- Given problem -
Pull out every line in the data below that contains the string "wall", and copy each one.

- Data in this exercise -
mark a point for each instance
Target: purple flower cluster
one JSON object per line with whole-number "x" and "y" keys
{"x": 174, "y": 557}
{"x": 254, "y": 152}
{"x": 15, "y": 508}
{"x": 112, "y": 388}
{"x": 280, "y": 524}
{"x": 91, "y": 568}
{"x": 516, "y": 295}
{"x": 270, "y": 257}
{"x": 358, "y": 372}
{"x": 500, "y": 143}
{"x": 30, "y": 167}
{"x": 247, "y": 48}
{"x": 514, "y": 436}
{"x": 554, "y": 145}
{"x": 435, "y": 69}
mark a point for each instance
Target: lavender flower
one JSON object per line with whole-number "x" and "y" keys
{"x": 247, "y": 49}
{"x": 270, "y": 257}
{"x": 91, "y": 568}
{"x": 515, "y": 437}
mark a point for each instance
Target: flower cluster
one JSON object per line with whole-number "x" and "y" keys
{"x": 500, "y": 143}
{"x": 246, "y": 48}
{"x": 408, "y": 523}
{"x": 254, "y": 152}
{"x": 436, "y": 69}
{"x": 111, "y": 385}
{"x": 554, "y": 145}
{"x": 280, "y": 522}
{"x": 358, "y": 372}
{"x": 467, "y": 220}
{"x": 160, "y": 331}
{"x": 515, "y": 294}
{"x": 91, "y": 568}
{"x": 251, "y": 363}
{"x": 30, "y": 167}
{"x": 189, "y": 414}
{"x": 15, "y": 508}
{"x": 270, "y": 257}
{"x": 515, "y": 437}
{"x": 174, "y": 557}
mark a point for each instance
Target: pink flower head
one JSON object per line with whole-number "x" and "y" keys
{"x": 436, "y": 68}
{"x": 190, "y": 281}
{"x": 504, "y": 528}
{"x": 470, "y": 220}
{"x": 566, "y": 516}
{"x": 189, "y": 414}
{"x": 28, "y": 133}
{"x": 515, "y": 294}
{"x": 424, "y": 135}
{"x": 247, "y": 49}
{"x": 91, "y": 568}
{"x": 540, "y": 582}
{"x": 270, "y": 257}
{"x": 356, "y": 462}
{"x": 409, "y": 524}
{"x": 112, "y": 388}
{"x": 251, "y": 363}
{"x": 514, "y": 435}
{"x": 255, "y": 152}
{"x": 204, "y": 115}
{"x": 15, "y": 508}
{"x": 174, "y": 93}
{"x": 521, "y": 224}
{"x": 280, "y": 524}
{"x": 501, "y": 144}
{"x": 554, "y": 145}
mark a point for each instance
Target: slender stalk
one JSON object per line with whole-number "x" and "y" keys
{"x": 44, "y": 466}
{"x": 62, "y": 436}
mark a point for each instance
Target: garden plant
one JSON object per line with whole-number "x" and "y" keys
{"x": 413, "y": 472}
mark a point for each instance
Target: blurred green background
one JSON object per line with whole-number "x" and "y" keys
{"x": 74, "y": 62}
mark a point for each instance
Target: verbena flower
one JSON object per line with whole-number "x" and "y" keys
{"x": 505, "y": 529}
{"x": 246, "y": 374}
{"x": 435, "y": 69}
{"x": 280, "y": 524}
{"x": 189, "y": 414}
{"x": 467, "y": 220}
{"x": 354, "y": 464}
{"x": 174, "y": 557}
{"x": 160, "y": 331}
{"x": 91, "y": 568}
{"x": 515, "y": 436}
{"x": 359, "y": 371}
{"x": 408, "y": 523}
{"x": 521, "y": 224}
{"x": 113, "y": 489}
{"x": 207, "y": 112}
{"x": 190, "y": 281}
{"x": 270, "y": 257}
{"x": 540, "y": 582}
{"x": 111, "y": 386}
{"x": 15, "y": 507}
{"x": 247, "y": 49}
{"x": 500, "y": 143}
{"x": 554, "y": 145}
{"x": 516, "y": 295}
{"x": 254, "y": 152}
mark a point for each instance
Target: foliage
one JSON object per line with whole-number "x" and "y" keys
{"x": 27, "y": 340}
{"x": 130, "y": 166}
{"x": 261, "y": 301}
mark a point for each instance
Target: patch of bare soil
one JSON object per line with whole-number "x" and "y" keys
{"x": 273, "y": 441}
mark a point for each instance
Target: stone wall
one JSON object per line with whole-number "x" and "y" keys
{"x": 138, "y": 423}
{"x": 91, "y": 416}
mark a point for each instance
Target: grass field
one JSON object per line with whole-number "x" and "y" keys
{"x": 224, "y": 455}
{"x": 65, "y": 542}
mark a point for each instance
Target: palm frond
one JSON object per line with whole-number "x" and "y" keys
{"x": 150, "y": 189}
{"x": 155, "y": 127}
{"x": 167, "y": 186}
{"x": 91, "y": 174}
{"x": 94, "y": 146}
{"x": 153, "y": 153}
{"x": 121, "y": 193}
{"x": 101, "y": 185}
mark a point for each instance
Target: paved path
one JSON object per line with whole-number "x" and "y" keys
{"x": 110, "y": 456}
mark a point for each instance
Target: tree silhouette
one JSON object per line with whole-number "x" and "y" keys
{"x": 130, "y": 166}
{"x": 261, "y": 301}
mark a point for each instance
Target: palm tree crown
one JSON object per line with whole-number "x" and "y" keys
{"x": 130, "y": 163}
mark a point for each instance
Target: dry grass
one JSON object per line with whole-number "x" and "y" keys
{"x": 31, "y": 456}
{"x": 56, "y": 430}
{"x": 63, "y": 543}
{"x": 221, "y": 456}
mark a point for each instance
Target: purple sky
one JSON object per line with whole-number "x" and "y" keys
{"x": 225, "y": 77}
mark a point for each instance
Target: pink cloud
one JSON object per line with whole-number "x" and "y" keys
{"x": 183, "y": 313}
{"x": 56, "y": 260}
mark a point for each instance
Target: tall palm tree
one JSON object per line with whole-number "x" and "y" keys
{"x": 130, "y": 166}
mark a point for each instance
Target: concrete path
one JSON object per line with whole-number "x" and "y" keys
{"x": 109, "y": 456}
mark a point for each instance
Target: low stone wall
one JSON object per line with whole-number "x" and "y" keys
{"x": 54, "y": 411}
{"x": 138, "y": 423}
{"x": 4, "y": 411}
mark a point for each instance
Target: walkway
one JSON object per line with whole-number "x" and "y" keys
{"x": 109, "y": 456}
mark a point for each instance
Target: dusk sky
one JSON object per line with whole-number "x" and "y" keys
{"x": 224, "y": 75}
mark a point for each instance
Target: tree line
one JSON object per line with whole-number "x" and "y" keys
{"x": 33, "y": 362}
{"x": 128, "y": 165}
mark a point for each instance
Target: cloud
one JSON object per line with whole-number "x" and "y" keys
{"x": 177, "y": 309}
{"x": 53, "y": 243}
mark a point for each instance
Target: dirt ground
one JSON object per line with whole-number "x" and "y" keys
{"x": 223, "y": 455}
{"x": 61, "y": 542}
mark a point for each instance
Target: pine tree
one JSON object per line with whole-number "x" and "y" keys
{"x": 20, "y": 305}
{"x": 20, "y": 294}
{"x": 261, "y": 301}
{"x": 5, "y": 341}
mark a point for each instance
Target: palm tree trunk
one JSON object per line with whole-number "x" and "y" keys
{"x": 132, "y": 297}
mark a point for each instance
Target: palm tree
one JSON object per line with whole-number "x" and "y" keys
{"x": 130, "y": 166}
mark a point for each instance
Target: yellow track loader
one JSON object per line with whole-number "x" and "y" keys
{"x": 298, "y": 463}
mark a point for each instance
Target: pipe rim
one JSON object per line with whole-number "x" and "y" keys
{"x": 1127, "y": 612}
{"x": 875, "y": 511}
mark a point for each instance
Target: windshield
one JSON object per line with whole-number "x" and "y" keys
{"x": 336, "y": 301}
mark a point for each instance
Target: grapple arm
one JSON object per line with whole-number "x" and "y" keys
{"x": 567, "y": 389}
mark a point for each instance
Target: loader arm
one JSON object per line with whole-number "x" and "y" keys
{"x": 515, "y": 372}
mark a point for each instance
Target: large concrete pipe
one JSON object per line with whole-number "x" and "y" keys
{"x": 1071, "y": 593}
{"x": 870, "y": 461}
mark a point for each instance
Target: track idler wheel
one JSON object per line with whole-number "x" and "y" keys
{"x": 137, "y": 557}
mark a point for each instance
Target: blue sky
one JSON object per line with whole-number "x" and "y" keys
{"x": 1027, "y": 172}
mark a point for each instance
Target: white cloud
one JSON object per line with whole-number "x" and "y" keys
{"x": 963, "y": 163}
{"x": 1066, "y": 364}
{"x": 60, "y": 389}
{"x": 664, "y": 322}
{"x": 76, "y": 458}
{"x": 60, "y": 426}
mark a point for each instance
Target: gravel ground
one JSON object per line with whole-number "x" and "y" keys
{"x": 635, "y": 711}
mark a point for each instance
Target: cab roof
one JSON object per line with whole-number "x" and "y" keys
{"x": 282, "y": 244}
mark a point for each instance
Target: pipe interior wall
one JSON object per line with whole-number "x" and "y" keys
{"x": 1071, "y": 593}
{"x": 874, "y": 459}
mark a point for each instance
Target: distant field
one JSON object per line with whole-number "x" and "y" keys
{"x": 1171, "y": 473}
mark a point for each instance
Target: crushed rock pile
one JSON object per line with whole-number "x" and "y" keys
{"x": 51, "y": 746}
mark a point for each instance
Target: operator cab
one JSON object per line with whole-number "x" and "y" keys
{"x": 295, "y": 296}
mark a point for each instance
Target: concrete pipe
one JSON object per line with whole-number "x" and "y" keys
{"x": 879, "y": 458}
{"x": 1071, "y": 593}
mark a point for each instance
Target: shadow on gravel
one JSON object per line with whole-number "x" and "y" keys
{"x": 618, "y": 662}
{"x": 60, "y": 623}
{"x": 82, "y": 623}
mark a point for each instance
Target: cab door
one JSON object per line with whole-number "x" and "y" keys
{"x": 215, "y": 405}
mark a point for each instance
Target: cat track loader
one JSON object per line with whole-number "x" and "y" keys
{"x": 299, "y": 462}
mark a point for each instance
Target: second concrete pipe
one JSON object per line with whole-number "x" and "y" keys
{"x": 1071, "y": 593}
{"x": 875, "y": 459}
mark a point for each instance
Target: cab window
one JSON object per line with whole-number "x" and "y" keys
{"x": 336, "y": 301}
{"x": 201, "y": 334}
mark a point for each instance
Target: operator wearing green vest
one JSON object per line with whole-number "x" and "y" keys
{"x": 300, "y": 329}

- Answer to the problem -
Target: stone wall
Target: low stone wall
Target: pipe interior wall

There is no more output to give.